What the exercise asks: The response should be the records below, repeated exactly, with each picture left out.

Extracted data:
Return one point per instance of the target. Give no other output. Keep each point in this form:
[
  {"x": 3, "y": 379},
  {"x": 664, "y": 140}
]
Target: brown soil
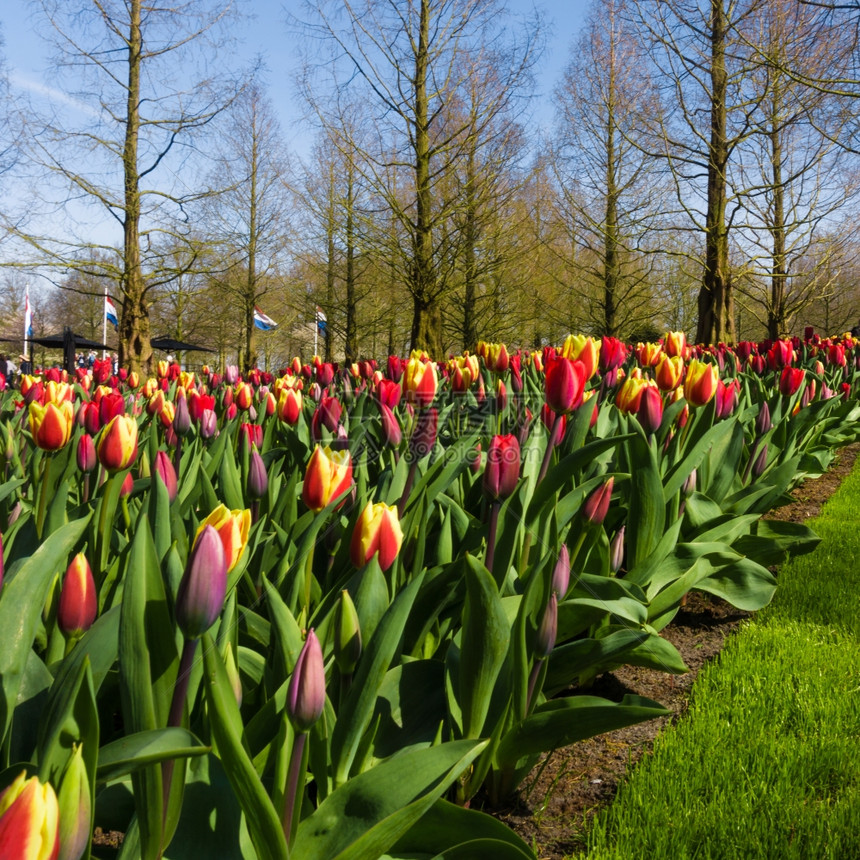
[{"x": 565, "y": 790}]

Answer space:
Return one point per instance of the target. Give no other output. Keep each point in this form:
[
  {"x": 3, "y": 379},
  {"x": 664, "y": 140}
]
Target: brown soil
[{"x": 565, "y": 790}]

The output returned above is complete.